[START OF Data shown]

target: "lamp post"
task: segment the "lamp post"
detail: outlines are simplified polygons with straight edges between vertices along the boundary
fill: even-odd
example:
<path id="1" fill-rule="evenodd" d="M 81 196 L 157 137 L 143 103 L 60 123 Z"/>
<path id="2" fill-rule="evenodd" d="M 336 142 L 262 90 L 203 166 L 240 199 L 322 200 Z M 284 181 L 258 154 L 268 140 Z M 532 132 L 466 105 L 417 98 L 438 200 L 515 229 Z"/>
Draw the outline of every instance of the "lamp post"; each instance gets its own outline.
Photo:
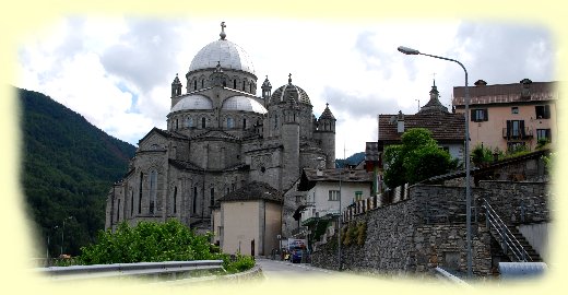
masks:
<path id="1" fill-rule="evenodd" d="M 64 237 L 64 234 L 66 234 L 66 221 L 69 221 L 69 220 L 71 220 L 71 216 L 66 217 L 63 220 L 63 227 L 61 228 L 61 256 L 63 255 L 63 237 Z"/>
<path id="2" fill-rule="evenodd" d="M 448 61 L 453 61 L 460 67 L 462 67 L 463 71 L 465 72 L 465 231 L 466 231 L 466 247 L 468 247 L 468 276 L 472 276 L 472 233 L 471 233 L 471 221 L 472 221 L 472 213 L 471 213 L 471 184 L 470 184 L 470 90 L 468 87 L 468 70 L 465 70 L 465 67 L 461 62 L 459 62 L 455 59 L 451 58 L 445 58 L 439 56 L 433 56 L 423 54 L 416 49 L 412 49 L 404 46 L 399 46 L 399 51 L 405 54 L 405 55 L 412 55 L 412 56 L 427 56 L 431 58 L 437 59 L 443 59 Z"/>

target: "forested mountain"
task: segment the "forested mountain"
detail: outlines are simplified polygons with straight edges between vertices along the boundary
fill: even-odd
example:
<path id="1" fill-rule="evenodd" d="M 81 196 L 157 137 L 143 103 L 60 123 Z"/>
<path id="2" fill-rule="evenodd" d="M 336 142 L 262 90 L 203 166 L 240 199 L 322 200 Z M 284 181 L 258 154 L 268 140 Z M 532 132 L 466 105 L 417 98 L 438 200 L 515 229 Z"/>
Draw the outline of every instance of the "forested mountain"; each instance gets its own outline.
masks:
<path id="1" fill-rule="evenodd" d="M 61 250 L 78 255 L 104 228 L 106 194 L 127 172 L 135 146 L 42 93 L 19 88 L 17 94 L 23 135 L 20 181 L 42 235 L 38 245 L 46 245 L 49 235 L 50 256 Z"/>

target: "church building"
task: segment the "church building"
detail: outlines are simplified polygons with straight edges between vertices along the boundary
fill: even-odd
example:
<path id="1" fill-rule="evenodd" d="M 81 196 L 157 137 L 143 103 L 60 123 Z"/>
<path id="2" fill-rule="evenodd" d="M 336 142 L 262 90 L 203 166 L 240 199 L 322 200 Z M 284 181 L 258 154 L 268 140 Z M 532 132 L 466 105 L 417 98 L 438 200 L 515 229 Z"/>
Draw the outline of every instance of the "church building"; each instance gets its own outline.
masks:
<path id="1" fill-rule="evenodd" d="M 287 73 L 287 84 L 275 91 L 267 76 L 257 96 L 252 61 L 225 27 L 197 52 L 185 87 L 176 74 L 167 129 L 153 128 L 139 141 L 123 179 L 109 191 L 106 228 L 177 219 L 198 233 L 214 232 L 215 202 L 233 191 L 258 181 L 284 192 L 303 168 L 322 160 L 334 167 L 329 106 L 316 118 L 308 94 Z"/>

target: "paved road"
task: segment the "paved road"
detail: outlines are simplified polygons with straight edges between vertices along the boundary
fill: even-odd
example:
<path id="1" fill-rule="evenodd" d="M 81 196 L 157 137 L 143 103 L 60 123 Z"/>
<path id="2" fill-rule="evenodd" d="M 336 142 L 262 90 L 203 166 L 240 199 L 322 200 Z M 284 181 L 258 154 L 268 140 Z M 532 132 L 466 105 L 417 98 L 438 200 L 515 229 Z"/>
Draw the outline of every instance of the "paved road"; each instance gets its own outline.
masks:
<path id="1" fill-rule="evenodd" d="M 291 263 L 288 261 L 263 258 L 257 258 L 257 266 L 260 266 L 267 280 L 287 278 L 313 279 L 338 274 L 335 271 L 315 268 L 305 263 Z"/>

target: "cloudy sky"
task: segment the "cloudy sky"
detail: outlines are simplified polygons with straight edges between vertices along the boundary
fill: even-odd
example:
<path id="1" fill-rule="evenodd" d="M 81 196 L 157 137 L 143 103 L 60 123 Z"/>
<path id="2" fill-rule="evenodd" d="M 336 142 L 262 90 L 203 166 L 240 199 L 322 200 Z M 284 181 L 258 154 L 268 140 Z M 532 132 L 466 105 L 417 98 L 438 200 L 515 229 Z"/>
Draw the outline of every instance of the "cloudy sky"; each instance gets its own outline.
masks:
<path id="1" fill-rule="evenodd" d="M 545 26 L 514 22 L 307 21 L 286 19 L 62 17 L 21 38 L 13 85 L 51 96 L 107 133 L 138 144 L 166 128 L 170 83 L 193 56 L 227 39 L 251 58 L 260 85 L 304 88 L 319 116 L 326 103 L 338 119 L 336 157 L 377 140 L 378 114 L 414 114 L 433 79 L 451 108 L 464 84 L 453 62 L 405 56 L 400 45 L 460 60 L 470 85 L 556 80 L 558 48 Z M 182 81 L 185 86 L 185 81 Z M 260 87 L 258 90 L 260 95 Z"/>

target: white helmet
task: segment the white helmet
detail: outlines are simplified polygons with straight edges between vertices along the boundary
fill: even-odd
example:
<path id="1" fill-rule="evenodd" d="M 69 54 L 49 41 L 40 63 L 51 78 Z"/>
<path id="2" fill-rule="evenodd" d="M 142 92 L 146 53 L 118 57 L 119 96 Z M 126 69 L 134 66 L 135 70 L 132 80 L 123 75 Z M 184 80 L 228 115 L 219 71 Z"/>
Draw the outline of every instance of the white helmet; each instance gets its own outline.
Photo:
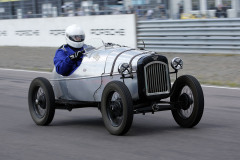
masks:
<path id="1" fill-rule="evenodd" d="M 85 39 L 85 33 L 80 26 L 73 24 L 66 28 L 65 37 L 69 46 L 81 48 Z"/>

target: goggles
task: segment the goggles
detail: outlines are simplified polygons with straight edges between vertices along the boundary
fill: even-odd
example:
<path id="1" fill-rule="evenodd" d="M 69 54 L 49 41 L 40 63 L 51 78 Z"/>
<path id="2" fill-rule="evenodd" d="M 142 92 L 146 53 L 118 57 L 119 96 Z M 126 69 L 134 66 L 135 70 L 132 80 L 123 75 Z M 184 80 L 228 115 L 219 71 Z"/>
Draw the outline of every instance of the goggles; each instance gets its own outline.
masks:
<path id="1" fill-rule="evenodd" d="M 68 38 L 74 42 L 83 42 L 85 39 L 85 35 L 73 35 L 73 36 L 68 35 Z"/>

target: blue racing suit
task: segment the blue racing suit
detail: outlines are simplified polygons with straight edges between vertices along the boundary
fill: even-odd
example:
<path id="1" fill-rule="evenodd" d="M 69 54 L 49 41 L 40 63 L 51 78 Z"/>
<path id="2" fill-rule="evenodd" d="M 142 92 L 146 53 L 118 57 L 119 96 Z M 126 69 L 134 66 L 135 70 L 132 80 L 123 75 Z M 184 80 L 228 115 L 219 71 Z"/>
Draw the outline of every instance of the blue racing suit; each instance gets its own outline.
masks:
<path id="1" fill-rule="evenodd" d="M 62 45 L 55 53 L 53 59 L 56 72 L 63 76 L 71 75 L 82 63 L 83 55 L 77 61 L 72 61 L 69 56 L 77 51 L 83 51 L 85 45 L 82 48 L 72 48 L 69 45 Z"/>

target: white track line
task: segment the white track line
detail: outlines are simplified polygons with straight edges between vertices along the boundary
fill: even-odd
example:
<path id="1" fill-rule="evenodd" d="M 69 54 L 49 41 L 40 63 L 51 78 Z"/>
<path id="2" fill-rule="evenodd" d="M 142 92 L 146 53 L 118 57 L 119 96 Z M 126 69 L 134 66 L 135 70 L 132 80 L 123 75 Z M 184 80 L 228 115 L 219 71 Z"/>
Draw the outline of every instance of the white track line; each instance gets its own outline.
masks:
<path id="1" fill-rule="evenodd" d="M 30 71 L 30 70 L 22 70 L 22 69 L 0 68 L 0 70 L 3 70 L 3 71 L 15 71 L 15 72 L 29 72 L 29 73 L 51 74 L 51 72 Z M 202 85 L 202 87 L 205 87 L 205 88 L 218 88 L 218 89 L 240 90 L 240 88 L 222 87 L 222 86 L 210 86 L 210 85 Z"/>
<path id="2" fill-rule="evenodd" d="M 0 70 L 2 70 L 2 71 L 14 71 L 14 72 L 29 72 L 29 73 L 51 74 L 51 72 L 31 71 L 31 70 L 23 70 L 23 69 L 0 68 Z"/>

[END OF Data shown]

▶ [Set task]:
Set down, word for word, only the lines running from the line with "target: blue racing suit" to the last line of the listing above. Both of those lines belong in your answer.

▶ [Exercise answer]:
target: blue racing suit
task: segment the blue racing suit
detail: outlines are simplified polygons with straight edges between vertices along the boundary
fill: even-odd
example:
<path id="1" fill-rule="evenodd" d="M 69 54 L 49 41 L 40 63 L 51 78 Z"/>
<path id="2" fill-rule="evenodd" d="M 142 92 L 146 53 L 118 57 L 119 96 Z M 126 69 L 134 66 L 135 70 L 132 80 L 123 75 Z M 184 80 L 228 115 L 219 71 Z"/>
Draw the outline of every instance of the blue racing suit; each instance gets its own outline.
masks:
<path id="1" fill-rule="evenodd" d="M 62 45 L 55 53 L 53 59 L 56 72 L 63 76 L 71 75 L 82 63 L 83 55 L 77 61 L 72 61 L 69 56 L 77 51 L 83 51 L 85 45 L 82 48 L 72 48 L 69 45 Z"/>

target: white track line
task: segment the white track line
detail: outlines are simplified polygons with straight edges between vertices along the boundary
fill: even-odd
example:
<path id="1" fill-rule="evenodd" d="M 69 54 L 49 41 L 40 63 L 51 78 Z"/>
<path id="2" fill-rule="evenodd" d="M 142 92 L 146 53 L 118 57 L 119 96 Z M 126 69 L 134 66 L 135 70 L 132 80 L 123 75 Z M 184 80 L 228 115 L 219 71 Z"/>
Draw the outline of every instance of the white track line; each instance gets its own outline.
masks:
<path id="1" fill-rule="evenodd" d="M 30 71 L 30 70 L 22 70 L 22 69 L 0 68 L 0 70 L 3 70 L 3 71 L 15 71 L 15 72 L 29 72 L 29 73 L 51 74 L 51 72 Z M 202 85 L 202 87 L 205 87 L 205 88 L 218 88 L 218 89 L 240 90 L 240 88 L 222 87 L 222 86 L 210 86 L 210 85 Z"/>
<path id="2" fill-rule="evenodd" d="M 0 70 L 2 70 L 2 71 L 14 71 L 14 72 L 29 72 L 29 73 L 51 74 L 51 72 L 31 71 L 31 70 L 23 70 L 23 69 L 0 68 Z"/>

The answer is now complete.